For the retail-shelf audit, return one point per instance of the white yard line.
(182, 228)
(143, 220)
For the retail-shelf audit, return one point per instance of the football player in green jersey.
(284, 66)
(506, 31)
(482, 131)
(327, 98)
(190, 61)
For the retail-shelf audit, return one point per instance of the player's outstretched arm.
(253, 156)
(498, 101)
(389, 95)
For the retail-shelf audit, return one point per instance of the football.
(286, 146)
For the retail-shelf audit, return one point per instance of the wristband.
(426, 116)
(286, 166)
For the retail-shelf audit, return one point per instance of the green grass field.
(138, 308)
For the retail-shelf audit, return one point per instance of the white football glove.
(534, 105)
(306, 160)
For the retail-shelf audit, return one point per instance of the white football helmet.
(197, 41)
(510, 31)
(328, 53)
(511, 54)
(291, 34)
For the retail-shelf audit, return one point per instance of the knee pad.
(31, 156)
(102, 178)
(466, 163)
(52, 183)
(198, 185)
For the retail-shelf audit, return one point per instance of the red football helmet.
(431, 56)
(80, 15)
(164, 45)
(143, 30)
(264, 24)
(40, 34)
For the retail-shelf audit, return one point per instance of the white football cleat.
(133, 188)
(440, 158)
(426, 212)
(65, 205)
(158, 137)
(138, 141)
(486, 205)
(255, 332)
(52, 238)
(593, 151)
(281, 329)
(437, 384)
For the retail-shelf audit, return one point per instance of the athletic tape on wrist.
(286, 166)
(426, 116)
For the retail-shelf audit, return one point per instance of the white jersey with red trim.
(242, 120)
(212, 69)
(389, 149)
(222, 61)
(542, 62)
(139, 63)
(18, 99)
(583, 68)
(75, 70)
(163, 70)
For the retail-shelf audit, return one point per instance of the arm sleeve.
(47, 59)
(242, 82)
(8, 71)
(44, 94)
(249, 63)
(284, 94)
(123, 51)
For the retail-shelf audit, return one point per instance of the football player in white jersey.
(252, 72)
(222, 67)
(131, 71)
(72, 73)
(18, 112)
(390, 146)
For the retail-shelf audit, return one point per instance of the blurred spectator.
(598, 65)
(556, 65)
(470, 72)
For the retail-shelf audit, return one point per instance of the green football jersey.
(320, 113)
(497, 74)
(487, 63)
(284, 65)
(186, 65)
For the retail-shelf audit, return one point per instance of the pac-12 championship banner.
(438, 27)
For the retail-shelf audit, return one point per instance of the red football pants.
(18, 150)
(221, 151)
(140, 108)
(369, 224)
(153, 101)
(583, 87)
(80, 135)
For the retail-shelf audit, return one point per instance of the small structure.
+===+
TASK REQUIREMENTS
In the entries above, find the line containing "of the football.". Set down that line and every line after it through the last one, exactly and alone.

ANSWER TO THIS PROBLEM
For the retail-shelf audit, return one point per instance of the football.
(286, 146)
For the retail-shelf audit, return one point per instance of the wristband.
(426, 116)
(286, 166)
For the retail-shelf audit, return one point per instance of the green grass field.
(138, 308)
For the retail-shelf audit, return one point per instance of the white football glove.
(534, 105)
(306, 160)
For the retail-shelf audit, return one point per instance of the white football helmet.
(197, 41)
(510, 31)
(328, 53)
(511, 54)
(291, 34)
For the retail-shelf audit, return one point per instance of the knee pad.
(31, 156)
(102, 178)
(466, 163)
(52, 183)
(198, 185)
For the retail-shelf audit, return one point per instance of the red football helmet.
(431, 56)
(80, 15)
(164, 45)
(143, 30)
(264, 24)
(40, 34)
For the retail-shelf audit, return one point per instance of the white football cleat.
(133, 188)
(440, 158)
(426, 212)
(65, 205)
(158, 137)
(138, 141)
(486, 205)
(255, 332)
(52, 238)
(593, 151)
(281, 329)
(437, 384)
For the retail-shelf audit, return one point per instance of the athletic tape on wrist.
(286, 166)
(426, 116)
For the retail-shelf audit, return one point per instance of the white jersey with red trim.
(242, 120)
(212, 69)
(389, 149)
(222, 61)
(542, 62)
(139, 63)
(18, 99)
(583, 68)
(75, 70)
(163, 70)
For the retail-shelf audit, return one point per instance of the arm sleeve.
(47, 59)
(242, 82)
(8, 71)
(44, 94)
(249, 63)
(284, 94)
(123, 51)
For the retail-shelf audit, return one point per instance of the football player in white jersey.
(252, 72)
(222, 67)
(131, 71)
(72, 73)
(18, 112)
(390, 146)
For the retail-shelf audit, return one point per instance of the blurred spectator.
(598, 65)
(556, 65)
(470, 72)
For the retail-shelf audit, return one point per instance of the green football jersey.
(320, 113)
(497, 74)
(487, 63)
(284, 65)
(186, 65)
For the retail-shelf audit, return one point per instance of the pac-12 championship banner.
(438, 27)
For the retail-shelf audit, return one point per instance of the red football pants.
(18, 150)
(221, 151)
(140, 108)
(369, 224)
(153, 101)
(583, 87)
(80, 135)
For the retail-shelf audit, return one point per instance of the small structure.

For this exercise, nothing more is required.